== CONSEGNA A ==
Nel brano sui sondaggi dopo Mafia Capitale, in quale trasmissione verranno letti e illustrati i dati definitivi di Euromedia Research?
== CONSEGNA B ==
Ricopia dal brano sui sondaggi dopo Mafia Capitale tutto ciò che va da "L’ondata di malcostume" fino a "comunque toccati dall’inchiesta.".

== ESTRATTO DEL DOCUMENTO ==
<<<<

Alessandra Ghisleri, l’infallibile sondaggista di Silvio Berlusconi sta lavorando sui primi dati “grezzi”: “Mafia capitale — dice — penalizza tutti tranne Salvini che è percepito come uno fuori dal sistema. Il vero problema è che i cittadini non stanno riconoscendo le colpe dei singoli, ma un unico grande colpevole, la politica. Questo ammazza tutti. Salgono, appunto, solo Salvini e l’astensionismo”.
L’effetto nazionale dell’inchiesta romana è devastante.
L’ondata di malcostume alimenta l’immagine di un “sistema” tutto marcio. È questo che emerge dalle prime rilevazioni, a una settimana dall’apertura dell’indagine su Mafia Capitale.
I dati definitivi di Euromedia Research saranno pronti per questa sera, quando saranno letti e illustrati a Ballarò.
Dati che attestano il terremoto in atto nel consenso dei partiti comunque toccati dall’inchiesta.
Ma già emerge, anche da quelli “grezzi”, che la Terra di Mezzo sta trasformando la politica in una notte in cui tutti sono colpevoli.
Sfiducia, rabbia, delusione. Questi i sentimenti dei cittadini: “È come una malattia — prosegue la Ghisleri — in cui chi è coinvolto paga, a prescindere da quanto è coinvolto. Le persone sono stanche, ascoltano passivamente. Sei dentro sei dentro, se sei fuori sei fuori”.
Significa che non viene percepita da un paese saturo, piegato dalla crisi, stanco degli scandali, la distinzione tra Alemanno e Marino, tra il maggiore coinvolgimento penale della giunta di centrodestra rispetto a quella di centrosinistra.
Per la Ghisleri non vengono considerate molte differenze tra Pd e Forza Italia. E soprattutto Renzi, questa volta, non è vissuto come un innovatore.

>>>>

== CONTENUTO DEI DATI ==
<<<<

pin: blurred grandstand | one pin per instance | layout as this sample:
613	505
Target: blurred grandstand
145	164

>>>>
<<<<

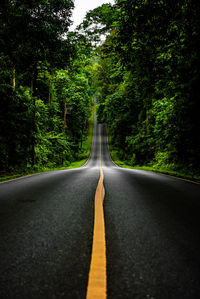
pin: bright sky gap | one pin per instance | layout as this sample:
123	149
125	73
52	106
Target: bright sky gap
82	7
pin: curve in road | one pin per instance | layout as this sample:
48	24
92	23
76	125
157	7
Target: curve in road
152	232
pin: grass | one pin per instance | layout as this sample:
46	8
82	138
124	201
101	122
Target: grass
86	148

>>>>
<<<<

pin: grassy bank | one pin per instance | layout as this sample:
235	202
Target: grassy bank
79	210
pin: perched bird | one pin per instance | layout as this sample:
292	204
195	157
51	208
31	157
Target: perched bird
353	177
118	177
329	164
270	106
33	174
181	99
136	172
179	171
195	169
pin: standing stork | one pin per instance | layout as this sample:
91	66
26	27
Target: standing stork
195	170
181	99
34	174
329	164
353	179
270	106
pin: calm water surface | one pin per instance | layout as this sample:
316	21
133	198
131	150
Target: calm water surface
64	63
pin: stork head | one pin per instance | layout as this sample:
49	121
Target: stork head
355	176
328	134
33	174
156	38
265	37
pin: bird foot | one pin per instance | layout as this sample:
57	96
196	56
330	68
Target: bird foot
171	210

>>>>

== RISPOSTA A ==
A Ballarò, questa sera.

== RISPOSTA B ==
L’ondata di malcostume alimenta l’immagine di un “sistema” tutto marcio. È questo che emerge dalle prime rilevazioni, a una settimana dall’apertura dell’indagine su Mafia Capitale.
I dati definitivi di Euromedia Research saranno pronti per questa sera, quando saranno letti e illustrati a Ballarò.
Dati che attestano il terremoto in atto nel consenso dei partiti comunque toccati dall’inchiesta.